### Work request
Using the listing that follows, report how many lines include the word "ceiling", and add no other words.

### Provided records
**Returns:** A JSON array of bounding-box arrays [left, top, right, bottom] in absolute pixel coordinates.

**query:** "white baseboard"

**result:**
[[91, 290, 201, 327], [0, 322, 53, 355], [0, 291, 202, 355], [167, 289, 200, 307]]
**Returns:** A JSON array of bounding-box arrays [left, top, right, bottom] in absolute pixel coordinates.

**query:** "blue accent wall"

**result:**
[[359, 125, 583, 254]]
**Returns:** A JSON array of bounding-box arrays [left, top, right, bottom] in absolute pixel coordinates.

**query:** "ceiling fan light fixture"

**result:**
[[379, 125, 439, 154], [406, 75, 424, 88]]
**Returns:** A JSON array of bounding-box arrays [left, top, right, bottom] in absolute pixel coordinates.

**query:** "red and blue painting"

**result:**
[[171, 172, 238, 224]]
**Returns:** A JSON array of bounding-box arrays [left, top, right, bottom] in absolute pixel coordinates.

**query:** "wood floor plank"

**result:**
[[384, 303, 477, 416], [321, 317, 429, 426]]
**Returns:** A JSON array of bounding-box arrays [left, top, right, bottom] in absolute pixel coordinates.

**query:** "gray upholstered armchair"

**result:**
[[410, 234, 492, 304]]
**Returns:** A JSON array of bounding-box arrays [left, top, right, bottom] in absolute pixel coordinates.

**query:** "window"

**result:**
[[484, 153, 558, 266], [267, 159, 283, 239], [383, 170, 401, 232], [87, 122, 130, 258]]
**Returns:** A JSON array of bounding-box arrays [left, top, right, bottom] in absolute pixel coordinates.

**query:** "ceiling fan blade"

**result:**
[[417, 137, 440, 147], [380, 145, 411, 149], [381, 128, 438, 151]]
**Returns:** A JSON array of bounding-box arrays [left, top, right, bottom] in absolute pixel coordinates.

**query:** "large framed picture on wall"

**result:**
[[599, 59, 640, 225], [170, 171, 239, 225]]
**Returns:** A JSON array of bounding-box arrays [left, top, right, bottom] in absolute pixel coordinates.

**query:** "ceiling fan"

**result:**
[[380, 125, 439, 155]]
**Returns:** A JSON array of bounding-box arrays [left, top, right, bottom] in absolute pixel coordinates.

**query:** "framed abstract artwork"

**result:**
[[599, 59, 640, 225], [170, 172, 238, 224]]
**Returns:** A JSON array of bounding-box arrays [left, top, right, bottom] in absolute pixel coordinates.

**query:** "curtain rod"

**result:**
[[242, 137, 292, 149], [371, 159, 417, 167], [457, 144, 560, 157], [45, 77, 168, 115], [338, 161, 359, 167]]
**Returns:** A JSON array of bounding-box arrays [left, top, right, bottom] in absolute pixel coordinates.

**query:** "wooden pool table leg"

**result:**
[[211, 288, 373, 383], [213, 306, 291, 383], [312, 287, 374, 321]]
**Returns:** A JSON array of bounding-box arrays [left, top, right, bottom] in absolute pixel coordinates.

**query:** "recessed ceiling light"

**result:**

### Answer space
4